Requirement
Each line of the listing should be reproduced exactly.

Data shown

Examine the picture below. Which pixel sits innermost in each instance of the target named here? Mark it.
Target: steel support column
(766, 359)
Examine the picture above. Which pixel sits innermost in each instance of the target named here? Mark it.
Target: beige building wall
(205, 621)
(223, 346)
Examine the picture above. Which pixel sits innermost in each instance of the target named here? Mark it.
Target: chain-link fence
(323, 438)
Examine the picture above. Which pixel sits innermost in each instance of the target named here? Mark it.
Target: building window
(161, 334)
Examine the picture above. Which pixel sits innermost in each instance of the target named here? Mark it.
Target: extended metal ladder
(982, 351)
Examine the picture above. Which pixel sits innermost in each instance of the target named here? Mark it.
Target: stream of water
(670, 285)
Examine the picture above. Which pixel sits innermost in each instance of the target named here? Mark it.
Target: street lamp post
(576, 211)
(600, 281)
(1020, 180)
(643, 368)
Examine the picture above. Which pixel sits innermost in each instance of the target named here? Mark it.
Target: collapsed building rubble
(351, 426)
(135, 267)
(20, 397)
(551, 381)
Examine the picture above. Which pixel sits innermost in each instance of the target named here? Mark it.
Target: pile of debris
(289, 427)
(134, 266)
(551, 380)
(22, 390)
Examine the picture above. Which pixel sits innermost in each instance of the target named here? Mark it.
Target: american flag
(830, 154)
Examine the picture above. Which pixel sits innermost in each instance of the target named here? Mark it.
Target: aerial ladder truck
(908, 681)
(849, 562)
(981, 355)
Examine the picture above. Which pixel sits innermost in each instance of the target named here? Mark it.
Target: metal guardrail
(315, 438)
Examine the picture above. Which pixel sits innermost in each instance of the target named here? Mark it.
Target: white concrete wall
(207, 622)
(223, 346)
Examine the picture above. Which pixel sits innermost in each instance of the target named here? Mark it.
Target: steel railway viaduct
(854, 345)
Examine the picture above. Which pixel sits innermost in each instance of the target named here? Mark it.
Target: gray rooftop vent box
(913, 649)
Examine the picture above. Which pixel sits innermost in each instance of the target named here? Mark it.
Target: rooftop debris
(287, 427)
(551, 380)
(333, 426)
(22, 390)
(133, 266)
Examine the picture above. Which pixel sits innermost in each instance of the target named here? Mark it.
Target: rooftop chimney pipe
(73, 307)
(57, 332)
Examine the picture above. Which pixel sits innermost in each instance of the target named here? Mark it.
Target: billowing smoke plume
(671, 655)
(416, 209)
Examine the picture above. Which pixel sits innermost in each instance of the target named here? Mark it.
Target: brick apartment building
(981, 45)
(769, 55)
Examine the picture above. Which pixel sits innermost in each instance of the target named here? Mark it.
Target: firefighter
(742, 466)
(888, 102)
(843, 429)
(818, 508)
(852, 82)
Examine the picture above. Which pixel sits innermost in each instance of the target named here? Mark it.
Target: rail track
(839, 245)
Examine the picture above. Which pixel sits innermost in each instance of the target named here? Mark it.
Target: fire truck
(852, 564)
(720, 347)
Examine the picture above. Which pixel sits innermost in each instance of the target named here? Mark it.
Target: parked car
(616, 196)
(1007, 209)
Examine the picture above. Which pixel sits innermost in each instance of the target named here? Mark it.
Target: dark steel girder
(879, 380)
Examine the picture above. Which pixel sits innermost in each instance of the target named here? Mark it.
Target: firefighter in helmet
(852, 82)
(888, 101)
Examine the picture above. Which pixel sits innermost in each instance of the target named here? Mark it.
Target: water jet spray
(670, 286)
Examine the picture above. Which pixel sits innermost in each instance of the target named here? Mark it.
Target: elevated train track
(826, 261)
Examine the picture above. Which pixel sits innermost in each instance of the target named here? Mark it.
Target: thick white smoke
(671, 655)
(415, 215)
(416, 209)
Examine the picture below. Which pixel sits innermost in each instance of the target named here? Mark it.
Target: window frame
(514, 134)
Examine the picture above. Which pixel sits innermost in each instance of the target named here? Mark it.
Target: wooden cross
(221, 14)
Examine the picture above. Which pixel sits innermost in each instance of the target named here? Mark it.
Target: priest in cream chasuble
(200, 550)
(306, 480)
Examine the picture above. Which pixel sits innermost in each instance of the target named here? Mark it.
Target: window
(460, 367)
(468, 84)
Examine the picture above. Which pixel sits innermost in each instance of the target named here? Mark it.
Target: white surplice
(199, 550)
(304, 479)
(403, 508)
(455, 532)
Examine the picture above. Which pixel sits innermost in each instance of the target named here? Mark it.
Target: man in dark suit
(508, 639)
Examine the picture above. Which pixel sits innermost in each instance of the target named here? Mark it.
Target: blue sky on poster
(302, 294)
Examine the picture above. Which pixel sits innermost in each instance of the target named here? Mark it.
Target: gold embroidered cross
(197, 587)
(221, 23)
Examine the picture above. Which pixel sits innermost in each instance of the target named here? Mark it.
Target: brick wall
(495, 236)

Exercise solution
Examine the picture below. Which pixel sits innermost in each instance of the target named here? Mark it.
Target: steel support column
(766, 359)
Examine the picture above. Which pixel sits innermost in each instance of the target named here? Mark it.
Target: beige building wall
(205, 621)
(223, 346)
Examine the picture above. Which pixel sits innermost in each instance of the target named here? Mark it.
Target: chain-link fence
(323, 438)
Examine the picture above. Which pixel sits innermost in each instance of the target named here? Mark it.
Target: building window
(161, 334)
Examine the picture above. Which pixel sits innermost in each instance of the target named here? Mark it.
Target: extended metal ladder
(982, 351)
Examine the picture above. Which pixel sits innermost in each instance of the target named here? Mark it.
Target: stream of water
(670, 285)
Examine the picture above. Which pixel sits innermost in each instance of the target named here? Mark it.
Target: street lamp post
(576, 211)
(600, 281)
(1020, 180)
(643, 368)
Examine the picture above. Which pixel sits innermost in each instance of the target named here? Mark it.
Target: collapsed building rubble
(351, 426)
(135, 267)
(20, 397)
(551, 381)
Examine the picture above. Which pixel sits innermost in each instance of the target named here? Mark it.
Target: pile of debris
(289, 427)
(134, 266)
(551, 380)
(22, 390)
Examine the picture above. Which pixel sits innermost in each instance of the target named here? Mark it.
Target: american flag
(830, 154)
Examine the picture above. Which pixel sits innermost in each instance of the target named here? Mark it.
Target: aerial ladder truck
(908, 681)
(849, 562)
(981, 355)
Examine the picture above. Which pixel sits innermost in each instance of the target named here? Mark it.
Target: metal guardrail
(315, 438)
Examine the picture above. Which pixel sits innermost in each instance of the target named here? Mark it.
Target: white concrete wall
(207, 622)
(223, 346)
Examine the picture above. Which pixel sits innermost in each instance of the target named here? Mark it.
Target: steel railway viaduct
(854, 345)
Examine the picture above. Which pixel sits innermost in each instance of the target named here? Mark it.
Target: gray rooftop vent box
(913, 649)
Examine the picture above. Which pixel sits innermost in each instance of the target named here? Mark it.
Target: rooftop debris
(287, 427)
(551, 380)
(333, 426)
(22, 390)
(133, 266)
Examine the picture above. Which pixel sits innermost in each instance of the target named here? Mark it.
Target: rooftop chimney pipe
(73, 307)
(57, 332)
Examine the picture above. Which pixel sits innermost in each instance of the target named here? Mark it.
Target: billowing smoke plume
(671, 655)
(416, 209)
Examine the picture above. Which pixel sits innermost in each instance of the target named here? Mark it.
Target: brick apartment building
(981, 45)
(769, 55)
Examine the picture above. Which pixel sits innermost in each instance of the target named here? Mark it.
Target: firefighter
(742, 466)
(888, 102)
(843, 429)
(818, 508)
(852, 82)
Examine the picture above. Which pixel sits innermost in each instance of the target named here? Mark it.
Target: rail track
(839, 245)
Examine the picture above. Which pixel sits innermost in each instance of the target named here? Mark it.
Target: fire truck
(852, 564)
(720, 347)
Examine the picture above. Which pixel sits innermost in each instance of the target named here? Mark it.
Target: parked car
(616, 196)
(1007, 209)
Examine the picture above. Which pixel sits innermost in each instance of the target named here? Mark it.
Target: dark steel girder
(879, 380)
Examine the picture above. Which pixel sits innermost in each instance of the target named here? Mark it.
Target: firefighter in helmet
(852, 82)
(888, 101)
Examine the picture above. Which pixel sits innermost in each instance of the target named here? Mark it.
Target: water jet spray
(670, 286)
Examine the picture above. Which pixel sits innermost in each instance of the target named here? Mark it.
Target: elevated train track
(826, 261)
Examine the picture above. Which pixel sits innermost in each instance of the target named here? Mark it.
Target: thick white smoke
(671, 655)
(415, 215)
(416, 209)
Examine the picture below. Which pixel sits innermost in each instance of the target named here? Mark it.
Target: window frame
(514, 134)
Examine the picture above. Which pixel sits innermost in each instance of the target named here? Mark it.
Target: wooden cross
(221, 14)
Examine the picture above. Which pixel sits innermost in each instance of the target named here? Mark it.
Target: priest in cream chasuble
(200, 550)
(306, 480)
Examine the picture above. Which pixel sits innermost in each instance of the target named here? Mark it.
Target: window
(460, 367)
(468, 84)
Examine the picture above. Which pixel sits innermost in each instance of the target named here? Mark it.
Target: white surplice
(199, 550)
(304, 479)
(403, 508)
(455, 532)
Examine the picture above. Which pixel sits innermost in each instance of the target named here? Mark it.
Target: man in dark suit
(508, 639)
Examine the picture above. Which pixel sits innermost in each instance of the target named here? Mark it.
Target: blue sky on poster
(302, 294)
Examine the picture above. Which pixel sits innermost in each instance of the target named here? Mark it.
Target: gold embroidered cross
(197, 587)
(221, 23)
Examine the picture above. Which pixel sits innermost in each instance of the target named here? Mark it.
Target: brick wall
(495, 236)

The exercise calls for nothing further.